Durante décadas, Israel bombardeó sin consecuencias. Hoy, por primera vez, descubre que no todo el mundo está dispuesto a arrodillarse.
LA ERA DE LA UNILATERALIDAD MILITAR SE RESQUIEBRA: NETANYAHU YA NO DECIDE SOLO QUIÉN VIVE Y QUIÉN MUERE
Durante años, la doctrina israelí se construyó sobre una premisa tan simple como devastadora: se puede bombardear, ocupar, asesinar y sitiar sin pagar un precio real. Todo se amparaba en una narrativa moral prefabricada: la del Estado que “se defiende”. Se defendía lanzando bombas sobre Gaza, expulsando a familias palestinas de sus casas, asesinando periodistas, bloqueando alimentos, electrocutando manifestantes o impidiendo el acceso al agua potable. Se defendía vulnerando decenas de resoluciones de Naciones Unidas y despreciando con desdén a la Corte Penal Internacional. Se defendía matando.

Datos de localización con un punto por caso
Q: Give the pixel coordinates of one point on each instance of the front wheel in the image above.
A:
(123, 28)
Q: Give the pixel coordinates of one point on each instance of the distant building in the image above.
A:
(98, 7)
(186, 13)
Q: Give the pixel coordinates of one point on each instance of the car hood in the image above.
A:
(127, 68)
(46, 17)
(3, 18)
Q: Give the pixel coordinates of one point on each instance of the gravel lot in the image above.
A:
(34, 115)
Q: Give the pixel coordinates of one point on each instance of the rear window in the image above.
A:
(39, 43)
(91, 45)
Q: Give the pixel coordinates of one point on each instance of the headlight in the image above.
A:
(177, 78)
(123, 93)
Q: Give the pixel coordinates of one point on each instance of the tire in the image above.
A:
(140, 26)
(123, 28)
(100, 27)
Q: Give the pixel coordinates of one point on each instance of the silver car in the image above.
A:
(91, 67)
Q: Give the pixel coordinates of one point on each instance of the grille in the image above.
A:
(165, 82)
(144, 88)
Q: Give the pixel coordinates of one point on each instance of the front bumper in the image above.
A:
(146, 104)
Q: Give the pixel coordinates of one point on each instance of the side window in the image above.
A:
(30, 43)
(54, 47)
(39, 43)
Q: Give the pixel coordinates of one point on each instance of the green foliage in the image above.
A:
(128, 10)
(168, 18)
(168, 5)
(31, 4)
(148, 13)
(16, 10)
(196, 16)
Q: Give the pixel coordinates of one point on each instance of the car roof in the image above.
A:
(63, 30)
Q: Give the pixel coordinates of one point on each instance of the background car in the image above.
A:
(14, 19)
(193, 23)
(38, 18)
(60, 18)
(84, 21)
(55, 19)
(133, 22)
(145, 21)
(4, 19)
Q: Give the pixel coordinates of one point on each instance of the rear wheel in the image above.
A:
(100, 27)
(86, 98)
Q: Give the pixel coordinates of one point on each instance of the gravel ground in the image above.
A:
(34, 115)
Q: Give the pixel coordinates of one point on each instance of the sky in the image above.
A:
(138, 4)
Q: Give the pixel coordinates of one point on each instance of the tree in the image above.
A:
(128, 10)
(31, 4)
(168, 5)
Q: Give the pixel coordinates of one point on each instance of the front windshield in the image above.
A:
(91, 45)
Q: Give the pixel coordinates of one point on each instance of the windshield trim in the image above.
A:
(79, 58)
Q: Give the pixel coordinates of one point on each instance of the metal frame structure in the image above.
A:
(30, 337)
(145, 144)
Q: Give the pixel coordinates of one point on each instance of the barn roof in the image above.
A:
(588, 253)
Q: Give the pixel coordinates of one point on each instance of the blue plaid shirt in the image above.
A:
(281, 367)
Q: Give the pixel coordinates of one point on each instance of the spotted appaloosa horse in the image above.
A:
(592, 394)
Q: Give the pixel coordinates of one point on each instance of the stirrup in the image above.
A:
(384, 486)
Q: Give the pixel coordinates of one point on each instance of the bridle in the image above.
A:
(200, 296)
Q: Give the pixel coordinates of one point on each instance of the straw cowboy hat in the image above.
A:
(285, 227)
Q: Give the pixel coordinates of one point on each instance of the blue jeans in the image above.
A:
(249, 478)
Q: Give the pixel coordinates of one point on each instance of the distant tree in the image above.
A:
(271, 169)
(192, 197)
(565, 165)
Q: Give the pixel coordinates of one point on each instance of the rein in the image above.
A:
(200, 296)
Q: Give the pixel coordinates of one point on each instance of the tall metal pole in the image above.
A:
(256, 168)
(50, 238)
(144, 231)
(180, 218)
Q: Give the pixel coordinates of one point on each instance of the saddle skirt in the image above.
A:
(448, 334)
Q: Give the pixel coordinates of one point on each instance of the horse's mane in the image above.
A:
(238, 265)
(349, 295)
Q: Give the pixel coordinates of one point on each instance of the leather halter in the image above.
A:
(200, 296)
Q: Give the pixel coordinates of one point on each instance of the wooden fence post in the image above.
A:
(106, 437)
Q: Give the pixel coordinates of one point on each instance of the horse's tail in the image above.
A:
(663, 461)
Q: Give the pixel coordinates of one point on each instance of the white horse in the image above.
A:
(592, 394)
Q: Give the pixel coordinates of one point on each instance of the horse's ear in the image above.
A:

- Aplica lo leído
A - Resume en dos oraciones el texto sobre la doctrina militar israelí.
B - Sigue escribiendo el texto sobre la doctrina militar israelí a partir de su última oración.

- Respuestas por ítem
A - El texto afirma que, durante años, la doctrina israelí se basó en la idea de que se podía bombardear, ocupar, asesinar y sitiar sin pagar un precio real, y que hoy Israel descubre que no todo el mundo está dispuesto a arrodillarse. Según el texto, todo se justificaba con la narrativa de un Estado que “se defiende”, mientras bombardeaba Gaza, expulsaba a familias palestinas, asesinaba periodistas, bloqueaba alimentos y violaba resoluciones de Naciones Unidas.

B -
Pero ese equilibrio macabro, sostenido por la inercia de la posguerra mundial, por la culpa europea y por el padrinazgo norteamericano, ha empezado a resquebrajarse. Y no por un gesto diplomático, ni por una condena internacional, sino por la respuesta militar de Irán, por brutal que sea, por reprochable que resulte. Porque por primera vez en mucho tiempo, Israel ha descubierto que sus decisiones ya no son unilaterales. Que sus actos tienen consecuencias. Que no solo Gaza arde.
Las imágenes de misiles cayendo sobre Tel Aviv, la alarma en Jerusalén, el cierre de espacios aéreos en Jordania y Siria, el miedo desplazado por una vez al lado que siempre impone el miedo, han cambiado el tablero simbólico de la región. El mito de la invulnerabilidad ha estallado, y con él, el relato de la impunidad.
DEL DERECHO A DEFENDERSE A LA GUERRA DE ELECCIÓN: LA CRISIS DE UNA NARRATIVA INTOCABLE
La reacción del Gobierno israelí ha sido la esperada: multiplicar los bombardeos, atacar refinerías, ejecutar asesinatos selectivos. Netanyahu no gobierna: sobrevive. Y en su desesperación, arrastra a su país a una guerra de largo alcance solo para no reconocer que su arrogancia estratégica ha dejado de intimidar a quienes ya no creen en su invencibilidad.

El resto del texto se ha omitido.